■ Set exercise ■
Reproduce all of the material below, requests included, with every pixel coordinate in the answer boxes multiplied by 0.25 and rounded to a whole number, halves rounded up, while all numbers within the requests, including the format sample, stay unchanged. Omit the pictures from the reproduction.

— BEGIN Records provided —

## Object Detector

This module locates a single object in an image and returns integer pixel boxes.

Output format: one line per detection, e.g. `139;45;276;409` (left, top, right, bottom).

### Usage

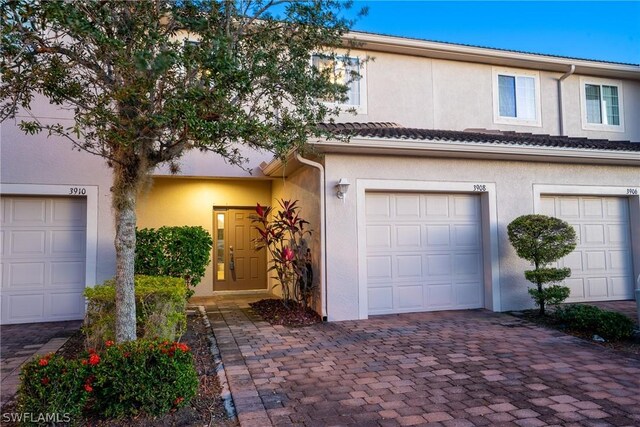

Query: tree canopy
0;0;358;341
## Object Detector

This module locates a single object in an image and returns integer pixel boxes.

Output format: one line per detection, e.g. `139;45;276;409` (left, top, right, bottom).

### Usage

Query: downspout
296;153;327;322
558;64;576;136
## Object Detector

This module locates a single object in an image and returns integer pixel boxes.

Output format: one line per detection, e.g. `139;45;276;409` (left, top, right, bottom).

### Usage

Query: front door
213;208;267;291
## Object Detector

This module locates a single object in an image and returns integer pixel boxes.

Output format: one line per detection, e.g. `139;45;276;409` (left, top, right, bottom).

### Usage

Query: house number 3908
69;187;87;196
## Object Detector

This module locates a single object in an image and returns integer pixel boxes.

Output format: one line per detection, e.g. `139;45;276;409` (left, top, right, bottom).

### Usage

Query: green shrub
17;354;89;426
555;304;634;341
83;276;187;349
85;340;198;418
507;215;576;316
135;226;213;298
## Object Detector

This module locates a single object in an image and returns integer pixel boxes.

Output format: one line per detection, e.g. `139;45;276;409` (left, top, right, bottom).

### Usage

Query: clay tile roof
319;122;640;152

— END Records provided —

■ Response to the exercise ■
## Object Detector

This module locates a single object in an image and returns integer pixel boxes.

Output format: one line per detection, e.g. `139;45;276;409` (left, top, right, bottom).

### Usage


Query: tree canopy
0;0;90;85
## Object Detector

This module locates a single object in an image and returns integer pixel boxes.

Output format: one line per detection, e.g. `139;45;276;409` (left, top, right, bottom).

### Usage

Query: downspout
74;38;82;81
140;16;144;34
## Object Detector

This module locates a single object in an image and returns integer pixel boxes.

Output format: one line per detection, e.g. `139;45;276;409` (left, top, right, bottom).

### Usage

Query: front door
53;52;67;73
## Object Detector

This module locates a single object in an image and returns integer pixel boxes.

Output format: one line per detection, e.g. `139;45;276;409` (left, top, right, bottom).

### Usage

Query: house number 3908
17;47;22;49
## Object Detector

This module locates a single object in an image and returns integer pixel boxes.

Output format: one line per detection, e.g. `139;45;276;409` (left, top, right, bottom).

### Usage

Query: green shrub
4;89;22;107
139;76;159;85
21;69;47;87
21;85;50;105
127;54;144;79
34;57;53;75
## Object Detector

This module locates a single object in an image and returns integer pixel boxes.

Output format: one line per detection, e.g. `139;45;276;409` (left, top, right, bottom).

### Usage

Query: clay tile roof
80;31;160;38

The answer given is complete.